Saved entries:
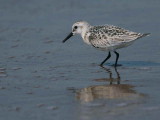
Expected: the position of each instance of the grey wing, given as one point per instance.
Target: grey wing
(111, 36)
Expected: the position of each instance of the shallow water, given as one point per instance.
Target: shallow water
(41, 78)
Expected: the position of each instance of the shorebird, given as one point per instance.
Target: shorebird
(106, 37)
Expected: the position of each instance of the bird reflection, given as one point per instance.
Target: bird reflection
(108, 91)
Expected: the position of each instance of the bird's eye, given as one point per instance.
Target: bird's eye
(75, 27)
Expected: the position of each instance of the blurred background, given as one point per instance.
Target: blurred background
(42, 78)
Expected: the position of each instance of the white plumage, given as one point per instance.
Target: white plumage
(105, 37)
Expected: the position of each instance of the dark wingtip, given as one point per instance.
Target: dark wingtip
(70, 35)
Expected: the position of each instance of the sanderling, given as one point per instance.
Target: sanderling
(106, 37)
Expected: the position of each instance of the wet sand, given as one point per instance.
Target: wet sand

- [The problem]: Start at the top line above and repeat the records verbatim, leaving images out.

- [Solution for this task]:
Expected: the position of each instance of the grey wing, given as one point per instance.
Target: grey wing
(111, 36)
Expected: the position of each instance of the shallow water, given as one point per instance.
Target: shallow water
(41, 78)
Expected: the position of each instance of the shorebird, given as one point per instance.
Target: shorebird
(106, 37)
Expected: the position of each instance of the bird reflection, given as one point per instance.
Target: bird reflection
(108, 91)
Expected: the position of each instance of the bird's eye, given as one point per instance.
Target: bird's eye
(75, 27)
Expected: the position of each instance of the blurred background, given as one point per instance.
Target: blurred background
(42, 78)
Expected: the position of each instance of the white plumage, given as one point per instance.
Target: white plumage
(105, 37)
Expected: the position of each instance of the dark wingtip, given as one point per instance.
Target: dark wingtip
(70, 35)
Expected: the position of each instance of the sanderling, given as one point per instance.
Target: sanderling
(106, 37)
Expected: the position of each instance of the wet sand, given as one point per instance.
Target: wet sand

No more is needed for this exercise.